What to do: Tally the lines in the material below that contain the string "dress", where case counts, and reply with only the number.

--- START Material shown ---

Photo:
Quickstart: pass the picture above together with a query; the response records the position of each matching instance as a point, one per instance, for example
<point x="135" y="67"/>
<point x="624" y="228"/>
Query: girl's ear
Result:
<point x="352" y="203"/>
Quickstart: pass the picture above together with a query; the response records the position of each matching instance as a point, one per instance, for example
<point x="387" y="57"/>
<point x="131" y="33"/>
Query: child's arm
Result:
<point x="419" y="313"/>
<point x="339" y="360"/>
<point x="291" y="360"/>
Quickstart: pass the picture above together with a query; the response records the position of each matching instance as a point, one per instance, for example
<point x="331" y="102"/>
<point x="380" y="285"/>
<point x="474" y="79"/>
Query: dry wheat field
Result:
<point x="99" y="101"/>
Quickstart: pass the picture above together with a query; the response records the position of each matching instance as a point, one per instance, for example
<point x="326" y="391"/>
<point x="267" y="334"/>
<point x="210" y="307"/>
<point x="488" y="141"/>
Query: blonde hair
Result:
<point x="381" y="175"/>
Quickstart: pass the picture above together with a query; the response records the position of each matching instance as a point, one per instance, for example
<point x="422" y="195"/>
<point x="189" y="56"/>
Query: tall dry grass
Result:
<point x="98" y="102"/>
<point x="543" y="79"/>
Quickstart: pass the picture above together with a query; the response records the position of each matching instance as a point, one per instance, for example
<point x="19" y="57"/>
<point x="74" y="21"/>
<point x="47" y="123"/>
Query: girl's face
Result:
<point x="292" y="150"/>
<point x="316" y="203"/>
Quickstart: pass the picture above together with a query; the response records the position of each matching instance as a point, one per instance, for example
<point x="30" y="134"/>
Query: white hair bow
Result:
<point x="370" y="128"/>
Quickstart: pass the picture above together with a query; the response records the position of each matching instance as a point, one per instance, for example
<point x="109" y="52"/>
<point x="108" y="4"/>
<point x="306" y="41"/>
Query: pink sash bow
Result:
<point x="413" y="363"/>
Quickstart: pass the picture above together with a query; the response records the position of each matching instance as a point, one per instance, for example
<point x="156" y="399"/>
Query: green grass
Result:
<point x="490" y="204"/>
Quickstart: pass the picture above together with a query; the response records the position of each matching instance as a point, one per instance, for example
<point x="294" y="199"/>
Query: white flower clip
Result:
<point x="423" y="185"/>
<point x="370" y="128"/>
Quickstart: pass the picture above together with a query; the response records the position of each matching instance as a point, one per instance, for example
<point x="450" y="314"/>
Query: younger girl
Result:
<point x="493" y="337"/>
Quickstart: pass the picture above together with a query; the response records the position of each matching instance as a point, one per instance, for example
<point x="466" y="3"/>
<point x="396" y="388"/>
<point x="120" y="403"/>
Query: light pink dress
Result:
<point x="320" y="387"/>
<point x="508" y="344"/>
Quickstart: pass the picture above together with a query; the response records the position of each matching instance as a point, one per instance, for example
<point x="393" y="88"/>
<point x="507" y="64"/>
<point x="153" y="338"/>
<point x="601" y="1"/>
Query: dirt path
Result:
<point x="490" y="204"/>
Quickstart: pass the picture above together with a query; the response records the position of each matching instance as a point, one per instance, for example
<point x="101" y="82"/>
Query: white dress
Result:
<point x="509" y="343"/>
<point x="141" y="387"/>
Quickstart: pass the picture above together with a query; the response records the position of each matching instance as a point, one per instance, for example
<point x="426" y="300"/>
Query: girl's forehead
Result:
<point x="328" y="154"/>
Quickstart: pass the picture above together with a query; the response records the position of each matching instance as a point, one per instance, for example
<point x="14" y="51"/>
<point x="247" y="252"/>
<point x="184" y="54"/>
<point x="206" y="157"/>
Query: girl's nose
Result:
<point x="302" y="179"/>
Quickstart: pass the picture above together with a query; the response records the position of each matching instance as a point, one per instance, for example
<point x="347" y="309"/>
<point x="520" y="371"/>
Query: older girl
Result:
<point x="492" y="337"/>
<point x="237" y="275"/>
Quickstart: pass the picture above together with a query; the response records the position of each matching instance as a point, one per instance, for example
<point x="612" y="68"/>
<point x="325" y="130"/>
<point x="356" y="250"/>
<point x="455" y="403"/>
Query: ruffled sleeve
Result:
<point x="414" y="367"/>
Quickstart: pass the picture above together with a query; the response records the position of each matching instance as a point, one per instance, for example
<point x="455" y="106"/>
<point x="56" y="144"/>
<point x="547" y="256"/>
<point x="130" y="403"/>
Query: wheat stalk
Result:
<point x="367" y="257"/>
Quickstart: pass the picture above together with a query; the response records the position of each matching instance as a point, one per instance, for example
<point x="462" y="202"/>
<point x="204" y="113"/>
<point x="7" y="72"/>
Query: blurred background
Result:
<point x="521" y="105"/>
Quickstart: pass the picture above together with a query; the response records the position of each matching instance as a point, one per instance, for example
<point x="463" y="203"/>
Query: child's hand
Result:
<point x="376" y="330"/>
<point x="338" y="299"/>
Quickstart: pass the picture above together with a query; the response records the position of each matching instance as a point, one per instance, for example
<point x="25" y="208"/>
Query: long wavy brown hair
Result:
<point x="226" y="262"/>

--- END Material shown ---

Written answer: 2